**EXTRAIT DU TEXTE**

Certains produits sont proposés dans lesquels des matériaux biosourcés sont intégrés à du béton ou de la terre : béton de chanvre, béton de bois. Les résultats, selon le professeur, sont plus significatifs que l'isolant à déphasage plus important, mais reste moins efficace que le seul béton ou la pierre. Les températures maximum restent alors supérieures à celles de la variante béton. Pour un meilleur résultat, il est nécessaire de séparer les couches de matériaux isolants et de matériaux inertes (à placer du côté intérieur par rapport à l'isolant).

 

L'inertie thermique aura une influence sur le dimensionnement des équipements de chauffage et de climatisation. Ces besoins seront 25% plus élevés avec la variante bois qu'avec les variantes plus inertes en terre et en béton. L'impact du choix des matériaux en fonction du climat et de l'usage du bâtiment influencera non seulement les consommations mais aussi la fabrication des équipements.

 

Enfin il ne faut pas oublier que la conception d'un bâtiment doit également se faire en tenant compte de son intégration dans le paysage urbain. La végétalisation des espaces autour du bâtiment peut également contribuer à réduire les surchauffes.

 

En conclusion, pour choisir ses matériaux, il ne faut pas se baser uniquement sur un bilan carbone en ignorant les effets sur les consommations énergétiques, le confort, et les impacts environnementaux en termes de santé, de biodiversité et de ressources. L'écoconception consiste plutôt à comparer différentes solutions en intégrant des critères appropriés au site et à l'usage du projet étudié.

 

Vous pouvez consulter les recherches de Bruno Peuportier plus en détail sur sa note :  "Note sur l'analyse du cycle de vie des matériaux biosourcés"

 

Les forêts Françaises, en croissance

 

Outre son impact environnemental,  pourrons nous encore compter sur la ressource bois dans un futur lointain? Grâce à leur enquête menée sur la forêt mais aussi les bosquets, peupleraies et haies en France métropolitaine depuis 1960, les chercheurs de l'IGN dressent un portrait de la disponibilité de cette ressource maintenant, et sont en mesure de faire des projections dans le temps. Henri Cuny, ingénieur chargé d'études forestières à l'IGN, a présenté le fruit de leurs recherches.

**DONNÉES RECUEILLIES**
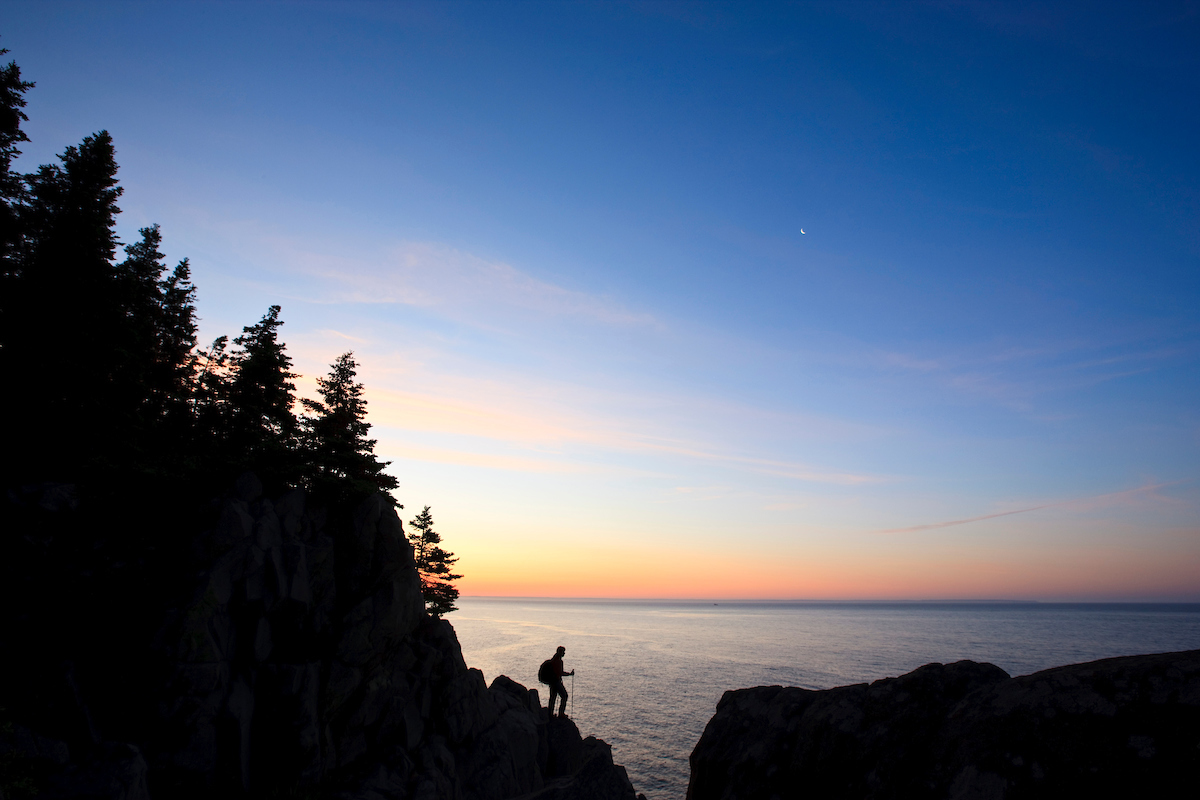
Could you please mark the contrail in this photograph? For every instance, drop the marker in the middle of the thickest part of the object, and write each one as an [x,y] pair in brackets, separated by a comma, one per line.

**CONSIGNE**
Citez tout l'extrait du texte, de « Outre son impact » jusqu'à « de leurs recherches. ».

**RÉPONSE**
Outre son impact environnemental,  pourrons nous encore compter sur la ressource bois dans un futur lointain? Grâce à leur enquête menée sur la forêt mais aussi les bosquets, peupleraies et haies en France métropolitaine depuis 1960, les chercheurs de l'IGN dressent un portrait de la disponibilité de cette ressource maintenant, et sont en mesure de faire des projections dans le temps. Henri Cuny, ingénieur chargé d'études forestières à l'IGN, a présenté le fruit de leurs recherches.